— start —

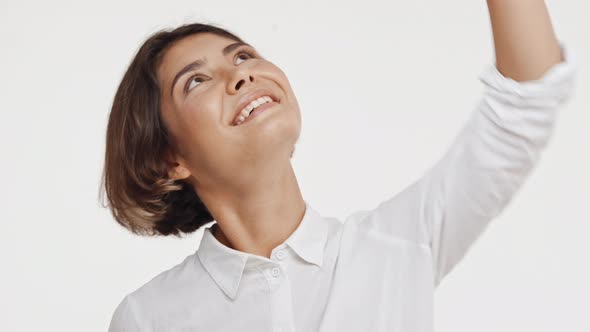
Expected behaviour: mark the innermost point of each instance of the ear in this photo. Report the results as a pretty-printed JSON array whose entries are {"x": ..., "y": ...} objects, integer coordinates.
[{"x": 177, "y": 169}]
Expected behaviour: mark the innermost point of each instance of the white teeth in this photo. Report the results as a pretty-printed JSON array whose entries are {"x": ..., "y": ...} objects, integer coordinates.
[{"x": 245, "y": 112}]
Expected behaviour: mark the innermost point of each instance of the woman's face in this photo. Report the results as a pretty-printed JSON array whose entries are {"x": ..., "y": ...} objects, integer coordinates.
[{"x": 200, "y": 104}]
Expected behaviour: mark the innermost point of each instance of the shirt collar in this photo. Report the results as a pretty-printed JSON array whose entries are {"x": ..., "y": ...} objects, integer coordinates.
[{"x": 226, "y": 265}]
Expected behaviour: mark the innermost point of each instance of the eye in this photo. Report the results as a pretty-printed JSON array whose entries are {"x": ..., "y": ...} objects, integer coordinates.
[
  {"x": 243, "y": 54},
  {"x": 190, "y": 85}
]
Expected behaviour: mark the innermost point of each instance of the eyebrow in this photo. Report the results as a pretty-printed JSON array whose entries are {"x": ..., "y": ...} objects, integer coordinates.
[{"x": 198, "y": 63}]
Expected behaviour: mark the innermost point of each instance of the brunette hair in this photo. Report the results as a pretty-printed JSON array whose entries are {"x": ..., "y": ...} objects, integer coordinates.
[{"x": 141, "y": 196}]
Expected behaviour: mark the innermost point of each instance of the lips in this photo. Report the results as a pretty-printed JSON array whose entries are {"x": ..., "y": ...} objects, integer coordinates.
[{"x": 248, "y": 98}]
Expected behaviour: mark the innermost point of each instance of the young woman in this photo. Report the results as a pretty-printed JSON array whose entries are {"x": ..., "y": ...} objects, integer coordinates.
[{"x": 203, "y": 128}]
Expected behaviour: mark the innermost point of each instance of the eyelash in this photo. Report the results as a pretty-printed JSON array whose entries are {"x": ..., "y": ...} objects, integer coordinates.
[{"x": 249, "y": 53}]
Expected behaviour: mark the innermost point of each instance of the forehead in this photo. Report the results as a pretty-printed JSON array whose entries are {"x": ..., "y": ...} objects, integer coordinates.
[{"x": 189, "y": 49}]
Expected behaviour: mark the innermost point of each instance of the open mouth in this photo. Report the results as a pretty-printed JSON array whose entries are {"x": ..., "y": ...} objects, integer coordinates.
[{"x": 254, "y": 108}]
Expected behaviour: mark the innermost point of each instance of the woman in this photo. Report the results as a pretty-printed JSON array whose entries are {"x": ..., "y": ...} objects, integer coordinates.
[{"x": 203, "y": 128}]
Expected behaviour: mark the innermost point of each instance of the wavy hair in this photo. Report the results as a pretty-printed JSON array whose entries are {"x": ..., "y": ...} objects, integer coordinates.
[{"x": 141, "y": 196}]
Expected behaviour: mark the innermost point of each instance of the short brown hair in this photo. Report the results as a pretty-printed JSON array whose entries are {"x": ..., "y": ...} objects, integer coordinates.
[{"x": 141, "y": 196}]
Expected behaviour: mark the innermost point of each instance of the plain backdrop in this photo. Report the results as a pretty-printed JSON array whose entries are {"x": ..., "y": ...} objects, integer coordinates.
[{"x": 391, "y": 83}]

— end —

What the task asks
Copy out each record shown above without alteration, skipping any picture.

Full solution
Expected behaviour: mark the innermost point of each instance of the ear in this photo. Report the results as a pretty-printed JSON array whose entries are {"x": ..., "y": ...} objects, integer coordinates.
[{"x": 177, "y": 169}]
Expected behaviour: mark the innermost point of each instance of the white teeth in this photo. Report the results as a pretty-printed JSON array whose entries are {"x": ..., "y": ...} objects, integer coordinates.
[{"x": 245, "y": 112}]
Expected behaviour: mark the innermost point of each instance of the woman's face in this photo. Report the results as a pretty-printed JSON array whose entries are {"x": ..., "y": ...} objects, integer coordinates.
[{"x": 200, "y": 104}]
Expected behaviour: mark the innermost point of each instance of the shirt collar in this photo. Report the results as a pretty-printed JSON array whose entries are {"x": ..., "y": ...} objects, integer coordinates.
[{"x": 226, "y": 265}]
Expected behaviour: mark the innermost point of each instance of the eye in this photo. Report the results as a pretty-printed JSON array whose entries are {"x": ..., "y": ...} objects, integer coordinates.
[
  {"x": 243, "y": 54},
  {"x": 190, "y": 85}
]
Expected behaviour: mark the innermost point of each instance of the eyebrow in this photo. Report the results as a pretty-printed JSON array whose entries are {"x": ..., "y": ...} objects, integer coordinates.
[{"x": 198, "y": 63}]
Expected behaviour: mark the innermost point of each instance of the brunette hair in this photo. Report the results as a pretty-printed JSON array whose entries are {"x": ..., "y": ...} objects, integer coordinates.
[{"x": 141, "y": 196}]
Expected behaviour: mark the innermost point of each instance of the lips in this photo. Report the results as a pretty-printed JSON array whose entries are {"x": ..., "y": ...} objects, integer coordinates.
[{"x": 248, "y": 98}]
Expected behaviour: mark the innermost point of each instance of the young woman in this photo. Report the results as a pretty-printed JSON array whose entries are {"x": ..., "y": ...} objects, integer coordinates.
[{"x": 203, "y": 128}]
Expected behaviour: mark the innermost point of each instance of the eyelash in this photo. Report the results as a pretty-printed JSON array whose entries are {"x": ..., "y": ...} objects, integer coordinates.
[{"x": 249, "y": 53}]
Expected behaviour: mark the innermost point of each instance of the forehead in this photo. Report the results as a pretty-printed JSON array whose entries are {"x": ..., "y": ...} objects, integer coordinates.
[{"x": 189, "y": 49}]
Expected behaviour: mark the innermost point of each instance of the open mouth in this photo. Report the results as a pretty-printed JSON array whose entries are {"x": ..., "y": ...} objects, integer coordinates.
[{"x": 254, "y": 108}]
Expected behaviour: mark the innermost point of each instance of the woman in this photo. Report the results as a pretty-printed JSON array whose entries are {"x": ..., "y": ...} objects, integer coordinates.
[{"x": 203, "y": 128}]
Expected behaviour: mark the innermost point of each instance of the wavy hair in this photo. Report the results as a pretty-printed JSON array whose entries are {"x": ..., "y": ...} objects, integer coordinates.
[{"x": 141, "y": 196}]
Expected behaviour: mark the innermost point of each instance of the short brown hair in this photo. Report the results as a pretty-printed JSON array whose entries are {"x": ..., "y": ...} objects, integer coordinates.
[{"x": 141, "y": 196}]
Expected behaviour: mark the innermost point of each instance of the plain backdrop in this photo. Report the results as a pretty-printed JSON array whose entries are {"x": ..., "y": ...} objects, integer coordinates.
[{"x": 391, "y": 83}]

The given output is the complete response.